START Excerpted text
Closed-loop systems do not claim to violate thermodynamics. They claim to reject heat without using municipal water as the heat-transfer mechanism. They use air, dry coolers, or refrigerant cycles. The fact that energy is lost as low-grade heat into the atmosphere via convection and radiation is the point. The thermodynamic ledger balances; the water ledger does not have to.

What this means for the projections

HARC’s 2030 projection range — 29 to 161 billion gallons — has a 5.5x spread between the low and high estimates. The variable that drives that spread is cooling-technology adoption. If Texas data center capacity grows 4x by 2030 (roughly the consensus growth case) and the cooling fleet remains 100% legacy evaporative, you get the high end. If the growth is built using the direct-to-chip and closed-loop architectures that Microsoft, Oracle, AWS, Google, Meta, and OpenAI are all standardizing in 2026, you get the low end — and the low end actually overstates it, because the projection did not account for the retrofit pipeline on existing facilities. In the realistic case, where new builds (which dominate growth) deploy zero-water cooling and the worst legacy facilities are retired or retrofitted, Texas data center water consumption in 2030 could be roughly the same as 2025 — or lower — even as compute capacity quadruples. Read that again. The infrastructure that scares people is being built specifically to avoid the impacts that scare people.

How the Math Gets Distorted

If you have read this far, you have a reasonable question: how does a 25 billion gallon figure (which is itself comparable to one neighborhood’s lawn watering) become a 49 billion gallon figure that becomes a national panic about AI sucking dry the water table? A few mechanisms, mostly mundane.

The withdrawal-vs-consumption elision. Water withdrawn from a source and water consumed (not returned to the source) are very different quantities. Power plants withdraw enormous volumes of water for cooling but return most of it; consumption is a fraction. Data centers using cooling towers typically consume 70 to 80% of withdrawn water (it evaporates), but data centers using closed-loop cooling consume essentially none. Articles routinely quote withdrawal figures while comparing to consumption-based denominators, or vice versa, producing apples-to-oranges ratios.

The aggregation trap. “Texas data centers will use 49 billion gallons” sounds enormous because 49 billion is a large number. “Texas residents pour 330 billion gallons on their lawns” is rarely paired with it. Big numbers without comparison are scary by default; the comparison is what makes them informative.

The hyperscale outlier. A single 100 MW hyperscale facility consuming 528,000 gallons per day generates a clean, vivid statistic for a journalist. But Texas has roughly 400 data centers, the vast majority of which are colocation, enterprise, or edge facilities one-tenth that size or smaller. Multiplying the hyperscale outlier by the full fleet count produces an inflated number. The HARC walk-back from 49B to 25B is partly attributable to using a more realistic distribution of facility sizes.

The growth-projection trap. Projections like “data center water use will hit 399 billion gallons by 2030” assume cooling technology stays the same as growth happens. In an industry where the largest operators have committed to zero-water designs as the new standard, this is a structurally invalid assumption. Linear extrapolation from 2024 cooling architectures into 2030 capacity is the methodological equivalent of projecting horse-manure pile-up in 1900 to estimate New York City’s 1950 sanitation crisis.
END Excerpted text
START Supplied records
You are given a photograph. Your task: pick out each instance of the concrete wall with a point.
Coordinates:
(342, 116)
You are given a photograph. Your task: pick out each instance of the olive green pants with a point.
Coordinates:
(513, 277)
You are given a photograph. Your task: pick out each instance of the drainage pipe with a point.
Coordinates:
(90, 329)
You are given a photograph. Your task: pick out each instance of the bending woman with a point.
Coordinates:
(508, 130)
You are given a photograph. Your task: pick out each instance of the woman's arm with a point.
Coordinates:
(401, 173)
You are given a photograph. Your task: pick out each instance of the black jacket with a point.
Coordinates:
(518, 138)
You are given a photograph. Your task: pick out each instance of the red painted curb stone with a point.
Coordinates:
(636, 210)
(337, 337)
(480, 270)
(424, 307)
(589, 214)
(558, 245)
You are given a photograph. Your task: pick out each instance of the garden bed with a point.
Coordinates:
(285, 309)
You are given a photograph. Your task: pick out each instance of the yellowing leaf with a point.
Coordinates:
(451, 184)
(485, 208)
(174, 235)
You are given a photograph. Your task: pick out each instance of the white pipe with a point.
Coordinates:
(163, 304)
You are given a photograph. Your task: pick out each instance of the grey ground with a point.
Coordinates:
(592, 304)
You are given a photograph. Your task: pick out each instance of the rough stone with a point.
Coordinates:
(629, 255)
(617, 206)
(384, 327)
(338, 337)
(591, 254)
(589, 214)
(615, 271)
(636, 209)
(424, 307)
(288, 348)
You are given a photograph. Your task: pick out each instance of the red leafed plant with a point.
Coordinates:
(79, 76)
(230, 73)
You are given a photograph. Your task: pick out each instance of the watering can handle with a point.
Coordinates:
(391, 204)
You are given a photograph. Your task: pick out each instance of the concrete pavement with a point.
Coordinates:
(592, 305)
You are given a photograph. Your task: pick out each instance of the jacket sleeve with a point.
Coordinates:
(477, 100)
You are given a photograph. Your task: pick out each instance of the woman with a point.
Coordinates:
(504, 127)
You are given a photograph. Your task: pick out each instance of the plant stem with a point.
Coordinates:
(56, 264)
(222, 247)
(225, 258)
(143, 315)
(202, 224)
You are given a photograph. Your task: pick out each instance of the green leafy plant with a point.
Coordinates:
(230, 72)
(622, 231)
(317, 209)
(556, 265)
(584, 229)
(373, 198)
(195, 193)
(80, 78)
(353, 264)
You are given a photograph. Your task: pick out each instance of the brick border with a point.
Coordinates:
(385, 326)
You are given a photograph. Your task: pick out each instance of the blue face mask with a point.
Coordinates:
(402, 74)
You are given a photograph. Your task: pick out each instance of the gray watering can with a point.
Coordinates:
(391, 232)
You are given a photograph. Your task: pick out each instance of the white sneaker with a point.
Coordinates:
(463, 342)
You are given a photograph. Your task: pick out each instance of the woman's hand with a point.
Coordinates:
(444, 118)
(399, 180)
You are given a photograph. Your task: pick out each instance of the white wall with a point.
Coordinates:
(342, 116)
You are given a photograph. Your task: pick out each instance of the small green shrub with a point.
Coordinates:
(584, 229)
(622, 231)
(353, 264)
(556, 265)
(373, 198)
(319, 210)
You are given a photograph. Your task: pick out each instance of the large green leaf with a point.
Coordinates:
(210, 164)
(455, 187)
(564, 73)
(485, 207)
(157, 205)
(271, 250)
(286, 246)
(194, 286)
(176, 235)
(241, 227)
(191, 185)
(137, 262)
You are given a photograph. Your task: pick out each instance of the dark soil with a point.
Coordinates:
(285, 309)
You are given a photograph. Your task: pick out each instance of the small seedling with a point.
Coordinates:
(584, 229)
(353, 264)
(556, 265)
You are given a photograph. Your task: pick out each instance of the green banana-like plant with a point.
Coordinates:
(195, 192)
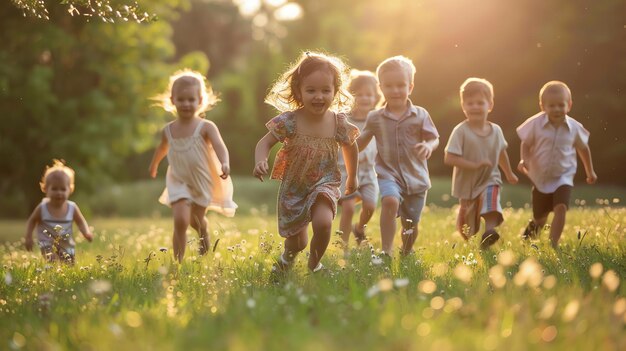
END Supplied records
◆ Task
According to the passage on data center water use, what share of withdrawn water do data centers using cooling towers typically consume? These entries have no connection to the passage on data center water use.

◆ Answer to this problem
70 to 80%, because it evaporates.